**EXERCISE:**
Return verbatim the stretch of the material from its first line through the line containing "171 93 L 179", with both ends included.

*-*-*

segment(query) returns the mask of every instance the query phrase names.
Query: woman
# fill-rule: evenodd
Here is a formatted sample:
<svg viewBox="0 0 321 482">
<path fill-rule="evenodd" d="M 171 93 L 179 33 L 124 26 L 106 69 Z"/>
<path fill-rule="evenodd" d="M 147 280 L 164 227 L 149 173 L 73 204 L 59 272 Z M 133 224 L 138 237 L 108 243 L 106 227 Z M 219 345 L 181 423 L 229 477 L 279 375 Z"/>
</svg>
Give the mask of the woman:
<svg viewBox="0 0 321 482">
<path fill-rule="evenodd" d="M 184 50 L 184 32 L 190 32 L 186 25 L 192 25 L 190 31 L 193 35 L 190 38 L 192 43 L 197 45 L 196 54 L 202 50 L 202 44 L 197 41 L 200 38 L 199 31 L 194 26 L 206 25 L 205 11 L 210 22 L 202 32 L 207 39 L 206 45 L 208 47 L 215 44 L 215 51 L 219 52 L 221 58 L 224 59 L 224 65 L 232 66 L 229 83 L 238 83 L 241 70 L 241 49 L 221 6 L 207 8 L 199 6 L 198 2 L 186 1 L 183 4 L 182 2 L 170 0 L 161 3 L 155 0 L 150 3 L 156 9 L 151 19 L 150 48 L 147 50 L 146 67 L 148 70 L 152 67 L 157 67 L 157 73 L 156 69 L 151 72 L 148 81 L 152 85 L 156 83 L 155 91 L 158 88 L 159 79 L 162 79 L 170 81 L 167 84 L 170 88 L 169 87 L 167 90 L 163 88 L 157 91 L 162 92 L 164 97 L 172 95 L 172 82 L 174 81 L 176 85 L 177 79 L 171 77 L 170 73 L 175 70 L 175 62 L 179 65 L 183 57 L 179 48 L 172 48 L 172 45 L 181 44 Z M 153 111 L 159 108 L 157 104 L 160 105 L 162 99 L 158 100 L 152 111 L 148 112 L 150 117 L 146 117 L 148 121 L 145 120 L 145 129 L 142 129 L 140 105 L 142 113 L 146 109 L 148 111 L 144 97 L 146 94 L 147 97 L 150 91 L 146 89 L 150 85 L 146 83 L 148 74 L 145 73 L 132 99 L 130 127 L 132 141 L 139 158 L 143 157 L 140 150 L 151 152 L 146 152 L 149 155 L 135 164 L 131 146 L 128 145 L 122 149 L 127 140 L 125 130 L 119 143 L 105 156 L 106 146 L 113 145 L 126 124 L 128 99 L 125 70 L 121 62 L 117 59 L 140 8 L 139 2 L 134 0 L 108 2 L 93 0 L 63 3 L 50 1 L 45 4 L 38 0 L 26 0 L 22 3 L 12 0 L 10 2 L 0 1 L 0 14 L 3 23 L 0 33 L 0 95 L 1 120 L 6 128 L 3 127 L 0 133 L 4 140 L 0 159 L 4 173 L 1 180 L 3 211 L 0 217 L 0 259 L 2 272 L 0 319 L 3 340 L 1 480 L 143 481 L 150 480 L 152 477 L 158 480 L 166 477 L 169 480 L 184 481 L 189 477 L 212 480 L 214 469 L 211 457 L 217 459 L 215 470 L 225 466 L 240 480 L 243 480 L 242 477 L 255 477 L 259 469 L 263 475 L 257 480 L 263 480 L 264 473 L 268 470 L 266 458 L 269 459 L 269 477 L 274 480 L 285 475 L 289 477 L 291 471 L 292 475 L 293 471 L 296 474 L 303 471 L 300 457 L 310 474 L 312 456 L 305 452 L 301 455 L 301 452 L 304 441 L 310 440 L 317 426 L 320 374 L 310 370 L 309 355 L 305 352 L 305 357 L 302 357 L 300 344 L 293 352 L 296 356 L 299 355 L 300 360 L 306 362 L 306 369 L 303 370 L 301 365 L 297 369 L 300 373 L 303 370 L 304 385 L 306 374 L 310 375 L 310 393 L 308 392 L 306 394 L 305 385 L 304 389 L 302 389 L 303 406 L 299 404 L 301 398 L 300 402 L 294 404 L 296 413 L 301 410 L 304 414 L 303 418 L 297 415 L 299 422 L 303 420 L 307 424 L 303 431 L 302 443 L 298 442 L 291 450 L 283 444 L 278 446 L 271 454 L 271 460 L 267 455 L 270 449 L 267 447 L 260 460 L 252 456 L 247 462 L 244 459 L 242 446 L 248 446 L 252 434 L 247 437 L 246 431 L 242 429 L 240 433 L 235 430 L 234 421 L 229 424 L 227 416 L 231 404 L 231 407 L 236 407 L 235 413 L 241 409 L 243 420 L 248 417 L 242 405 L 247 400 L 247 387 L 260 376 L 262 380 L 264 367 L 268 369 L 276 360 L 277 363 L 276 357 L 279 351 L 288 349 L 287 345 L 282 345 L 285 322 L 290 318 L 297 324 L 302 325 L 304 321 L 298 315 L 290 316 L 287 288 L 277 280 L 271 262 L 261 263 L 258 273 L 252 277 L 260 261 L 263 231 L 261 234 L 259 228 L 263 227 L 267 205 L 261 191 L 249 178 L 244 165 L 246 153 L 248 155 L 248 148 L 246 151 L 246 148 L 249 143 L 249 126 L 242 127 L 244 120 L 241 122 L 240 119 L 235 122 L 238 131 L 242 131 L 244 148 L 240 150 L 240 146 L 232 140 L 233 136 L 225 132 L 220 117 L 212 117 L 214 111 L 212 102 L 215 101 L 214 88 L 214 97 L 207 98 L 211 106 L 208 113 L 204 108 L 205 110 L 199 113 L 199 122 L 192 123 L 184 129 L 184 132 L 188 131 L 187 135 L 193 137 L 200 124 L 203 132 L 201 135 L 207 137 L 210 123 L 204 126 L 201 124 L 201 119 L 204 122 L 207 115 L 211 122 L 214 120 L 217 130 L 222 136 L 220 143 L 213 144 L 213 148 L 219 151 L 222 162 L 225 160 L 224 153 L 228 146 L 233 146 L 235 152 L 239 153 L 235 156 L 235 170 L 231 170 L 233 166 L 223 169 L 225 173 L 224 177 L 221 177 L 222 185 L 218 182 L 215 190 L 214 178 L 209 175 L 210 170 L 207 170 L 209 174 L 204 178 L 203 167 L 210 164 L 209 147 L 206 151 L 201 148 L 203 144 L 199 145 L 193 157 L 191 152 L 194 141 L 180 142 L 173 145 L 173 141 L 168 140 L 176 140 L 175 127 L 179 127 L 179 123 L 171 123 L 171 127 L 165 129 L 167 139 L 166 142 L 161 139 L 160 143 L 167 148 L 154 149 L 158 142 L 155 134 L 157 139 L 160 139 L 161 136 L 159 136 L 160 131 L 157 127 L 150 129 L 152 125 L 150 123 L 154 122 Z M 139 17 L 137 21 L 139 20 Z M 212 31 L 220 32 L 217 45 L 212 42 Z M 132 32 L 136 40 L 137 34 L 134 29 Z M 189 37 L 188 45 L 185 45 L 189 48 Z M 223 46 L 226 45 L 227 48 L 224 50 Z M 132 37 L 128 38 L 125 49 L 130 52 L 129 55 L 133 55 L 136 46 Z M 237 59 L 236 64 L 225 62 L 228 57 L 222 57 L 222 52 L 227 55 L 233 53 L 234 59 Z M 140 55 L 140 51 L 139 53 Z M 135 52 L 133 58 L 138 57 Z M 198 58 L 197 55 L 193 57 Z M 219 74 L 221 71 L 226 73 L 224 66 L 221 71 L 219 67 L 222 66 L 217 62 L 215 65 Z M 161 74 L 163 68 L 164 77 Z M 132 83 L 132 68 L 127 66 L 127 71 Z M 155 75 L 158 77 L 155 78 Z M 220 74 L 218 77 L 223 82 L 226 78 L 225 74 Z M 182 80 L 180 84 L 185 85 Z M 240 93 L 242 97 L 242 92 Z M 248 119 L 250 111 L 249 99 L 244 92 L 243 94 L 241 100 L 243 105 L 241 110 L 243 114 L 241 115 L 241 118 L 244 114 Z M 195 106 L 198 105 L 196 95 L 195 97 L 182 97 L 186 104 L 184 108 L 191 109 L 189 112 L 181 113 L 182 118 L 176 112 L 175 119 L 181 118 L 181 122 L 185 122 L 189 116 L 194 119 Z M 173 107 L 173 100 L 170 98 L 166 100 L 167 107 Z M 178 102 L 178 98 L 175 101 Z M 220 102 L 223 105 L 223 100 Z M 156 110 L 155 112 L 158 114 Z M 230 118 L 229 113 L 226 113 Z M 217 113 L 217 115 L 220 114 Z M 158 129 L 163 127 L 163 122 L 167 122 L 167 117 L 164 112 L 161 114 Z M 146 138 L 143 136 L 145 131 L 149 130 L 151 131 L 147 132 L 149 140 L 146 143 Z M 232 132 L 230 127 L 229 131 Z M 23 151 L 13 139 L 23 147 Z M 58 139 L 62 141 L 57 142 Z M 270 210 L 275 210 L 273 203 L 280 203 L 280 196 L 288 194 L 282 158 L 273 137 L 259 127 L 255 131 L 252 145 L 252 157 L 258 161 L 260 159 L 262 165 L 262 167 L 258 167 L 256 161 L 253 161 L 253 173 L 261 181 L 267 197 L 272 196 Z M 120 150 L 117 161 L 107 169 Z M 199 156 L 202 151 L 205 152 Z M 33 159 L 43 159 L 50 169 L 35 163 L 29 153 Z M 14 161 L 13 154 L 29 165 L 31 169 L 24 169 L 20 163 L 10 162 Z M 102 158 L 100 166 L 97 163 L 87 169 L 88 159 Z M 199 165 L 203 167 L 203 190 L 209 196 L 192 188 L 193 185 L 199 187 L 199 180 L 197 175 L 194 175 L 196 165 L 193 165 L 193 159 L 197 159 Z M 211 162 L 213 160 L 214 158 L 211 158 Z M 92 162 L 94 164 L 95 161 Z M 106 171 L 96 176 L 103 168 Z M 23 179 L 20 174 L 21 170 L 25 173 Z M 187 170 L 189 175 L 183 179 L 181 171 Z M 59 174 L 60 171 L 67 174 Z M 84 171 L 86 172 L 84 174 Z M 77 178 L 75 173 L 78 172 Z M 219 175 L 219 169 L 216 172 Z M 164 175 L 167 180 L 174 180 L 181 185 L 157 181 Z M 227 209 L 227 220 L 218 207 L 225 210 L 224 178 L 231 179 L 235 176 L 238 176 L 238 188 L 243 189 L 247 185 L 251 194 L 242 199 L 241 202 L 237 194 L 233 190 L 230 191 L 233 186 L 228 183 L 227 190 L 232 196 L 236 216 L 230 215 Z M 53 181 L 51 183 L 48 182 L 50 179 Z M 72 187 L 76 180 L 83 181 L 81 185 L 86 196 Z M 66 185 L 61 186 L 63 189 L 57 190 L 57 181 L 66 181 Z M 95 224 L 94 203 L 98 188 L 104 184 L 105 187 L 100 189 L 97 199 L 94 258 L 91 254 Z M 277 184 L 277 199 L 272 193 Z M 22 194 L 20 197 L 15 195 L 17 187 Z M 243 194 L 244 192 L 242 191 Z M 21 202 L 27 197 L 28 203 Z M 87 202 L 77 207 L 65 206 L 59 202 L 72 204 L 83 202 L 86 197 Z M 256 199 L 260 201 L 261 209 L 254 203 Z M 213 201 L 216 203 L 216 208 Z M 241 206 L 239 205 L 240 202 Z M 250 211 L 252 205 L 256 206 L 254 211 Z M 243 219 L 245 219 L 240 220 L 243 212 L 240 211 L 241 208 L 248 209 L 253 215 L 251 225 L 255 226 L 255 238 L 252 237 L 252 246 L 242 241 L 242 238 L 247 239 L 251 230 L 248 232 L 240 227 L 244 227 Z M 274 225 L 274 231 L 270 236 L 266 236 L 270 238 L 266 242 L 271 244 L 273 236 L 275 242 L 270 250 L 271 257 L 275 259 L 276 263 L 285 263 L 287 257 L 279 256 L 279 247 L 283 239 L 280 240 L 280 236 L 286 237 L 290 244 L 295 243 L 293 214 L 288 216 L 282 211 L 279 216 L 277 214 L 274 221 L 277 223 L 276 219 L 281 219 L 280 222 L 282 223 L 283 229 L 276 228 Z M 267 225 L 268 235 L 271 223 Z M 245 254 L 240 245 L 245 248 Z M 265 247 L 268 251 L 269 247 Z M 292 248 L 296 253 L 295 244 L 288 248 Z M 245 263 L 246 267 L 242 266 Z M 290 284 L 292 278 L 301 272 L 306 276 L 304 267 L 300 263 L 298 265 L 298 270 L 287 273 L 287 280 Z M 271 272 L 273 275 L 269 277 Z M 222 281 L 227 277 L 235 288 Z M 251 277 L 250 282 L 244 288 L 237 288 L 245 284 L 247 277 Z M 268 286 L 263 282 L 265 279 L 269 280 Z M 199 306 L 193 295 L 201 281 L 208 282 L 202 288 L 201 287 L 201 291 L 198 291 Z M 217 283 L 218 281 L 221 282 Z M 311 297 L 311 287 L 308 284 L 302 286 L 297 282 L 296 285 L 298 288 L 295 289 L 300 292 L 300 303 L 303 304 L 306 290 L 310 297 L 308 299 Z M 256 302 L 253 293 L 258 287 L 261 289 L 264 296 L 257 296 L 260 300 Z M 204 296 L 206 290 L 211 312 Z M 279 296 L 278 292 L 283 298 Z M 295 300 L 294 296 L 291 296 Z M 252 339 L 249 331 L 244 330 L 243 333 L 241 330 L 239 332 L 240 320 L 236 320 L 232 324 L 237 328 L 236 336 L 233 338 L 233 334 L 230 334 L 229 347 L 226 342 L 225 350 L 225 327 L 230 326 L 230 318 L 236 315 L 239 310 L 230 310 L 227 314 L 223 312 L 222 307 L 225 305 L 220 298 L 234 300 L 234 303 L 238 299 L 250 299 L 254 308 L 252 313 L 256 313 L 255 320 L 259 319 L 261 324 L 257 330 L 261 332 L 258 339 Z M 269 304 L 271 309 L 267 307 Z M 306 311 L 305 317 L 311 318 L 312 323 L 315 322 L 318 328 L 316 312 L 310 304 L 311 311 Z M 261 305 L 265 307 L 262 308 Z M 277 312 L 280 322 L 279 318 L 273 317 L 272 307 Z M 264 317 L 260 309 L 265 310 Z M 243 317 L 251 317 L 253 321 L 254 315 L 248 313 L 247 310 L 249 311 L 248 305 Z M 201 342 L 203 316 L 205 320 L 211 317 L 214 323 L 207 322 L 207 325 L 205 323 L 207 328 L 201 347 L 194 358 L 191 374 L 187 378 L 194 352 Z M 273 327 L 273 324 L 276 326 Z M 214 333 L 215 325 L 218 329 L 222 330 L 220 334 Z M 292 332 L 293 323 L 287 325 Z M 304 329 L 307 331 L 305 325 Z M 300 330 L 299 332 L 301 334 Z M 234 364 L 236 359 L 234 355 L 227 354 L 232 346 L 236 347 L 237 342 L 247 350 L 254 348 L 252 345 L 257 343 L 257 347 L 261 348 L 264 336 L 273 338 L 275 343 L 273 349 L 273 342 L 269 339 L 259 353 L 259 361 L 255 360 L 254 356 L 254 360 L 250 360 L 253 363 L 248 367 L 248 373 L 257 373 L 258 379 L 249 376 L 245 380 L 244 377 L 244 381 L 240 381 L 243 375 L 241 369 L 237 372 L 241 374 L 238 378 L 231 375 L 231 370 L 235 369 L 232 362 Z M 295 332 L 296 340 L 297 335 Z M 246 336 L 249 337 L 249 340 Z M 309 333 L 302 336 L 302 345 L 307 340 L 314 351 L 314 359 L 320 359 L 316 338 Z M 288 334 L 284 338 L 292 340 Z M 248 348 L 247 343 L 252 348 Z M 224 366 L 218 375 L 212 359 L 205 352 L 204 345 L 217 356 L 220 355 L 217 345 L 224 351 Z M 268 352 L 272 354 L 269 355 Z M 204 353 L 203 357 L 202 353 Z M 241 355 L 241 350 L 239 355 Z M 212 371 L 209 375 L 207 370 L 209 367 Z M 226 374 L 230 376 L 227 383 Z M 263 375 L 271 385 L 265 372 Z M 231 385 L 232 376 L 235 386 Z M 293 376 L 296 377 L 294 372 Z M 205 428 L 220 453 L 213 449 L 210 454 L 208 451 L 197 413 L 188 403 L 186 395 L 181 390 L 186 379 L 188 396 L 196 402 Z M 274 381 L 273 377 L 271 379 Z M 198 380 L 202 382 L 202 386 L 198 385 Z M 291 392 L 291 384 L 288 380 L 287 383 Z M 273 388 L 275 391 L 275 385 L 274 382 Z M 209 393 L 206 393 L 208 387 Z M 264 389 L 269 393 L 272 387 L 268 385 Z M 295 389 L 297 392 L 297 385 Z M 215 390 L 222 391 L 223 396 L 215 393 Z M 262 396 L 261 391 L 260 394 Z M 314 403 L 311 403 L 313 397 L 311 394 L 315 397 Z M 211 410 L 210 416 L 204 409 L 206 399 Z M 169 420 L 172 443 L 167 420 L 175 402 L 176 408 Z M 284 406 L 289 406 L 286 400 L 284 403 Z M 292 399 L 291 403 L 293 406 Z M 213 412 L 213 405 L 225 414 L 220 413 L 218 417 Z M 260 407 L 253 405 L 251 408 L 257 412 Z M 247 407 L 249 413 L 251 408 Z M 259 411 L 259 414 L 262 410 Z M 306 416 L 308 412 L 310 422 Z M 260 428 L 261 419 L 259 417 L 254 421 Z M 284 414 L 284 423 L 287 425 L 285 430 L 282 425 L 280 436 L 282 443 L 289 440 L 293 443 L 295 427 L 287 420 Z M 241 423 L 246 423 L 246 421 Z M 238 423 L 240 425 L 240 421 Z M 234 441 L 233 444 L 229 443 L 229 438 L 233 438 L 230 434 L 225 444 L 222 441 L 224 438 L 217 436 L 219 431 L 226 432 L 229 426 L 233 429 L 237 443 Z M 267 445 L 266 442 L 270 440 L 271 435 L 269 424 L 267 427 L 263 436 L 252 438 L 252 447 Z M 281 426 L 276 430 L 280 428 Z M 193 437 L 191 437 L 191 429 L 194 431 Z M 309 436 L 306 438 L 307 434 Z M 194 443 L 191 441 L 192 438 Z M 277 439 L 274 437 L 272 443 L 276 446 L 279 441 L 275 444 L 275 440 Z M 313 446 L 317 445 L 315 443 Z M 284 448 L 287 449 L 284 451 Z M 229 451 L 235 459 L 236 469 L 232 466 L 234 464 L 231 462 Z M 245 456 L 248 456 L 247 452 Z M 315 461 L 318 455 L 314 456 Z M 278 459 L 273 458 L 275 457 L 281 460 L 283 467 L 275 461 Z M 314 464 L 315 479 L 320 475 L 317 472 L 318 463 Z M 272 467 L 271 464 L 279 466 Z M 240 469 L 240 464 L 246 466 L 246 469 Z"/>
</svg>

*-*-*

**WRITTEN ANSWER:**
segment(query) returns the mask of every instance the query phrase names.
Query: woman
# fill-rule: evenodd
Here is a formatted sample:
<svg viewBox="0 0 321 482">
<path fill-rule="evenodd" d="M 171 93 L 179 33 L 124 26 L 106 69 Z"/>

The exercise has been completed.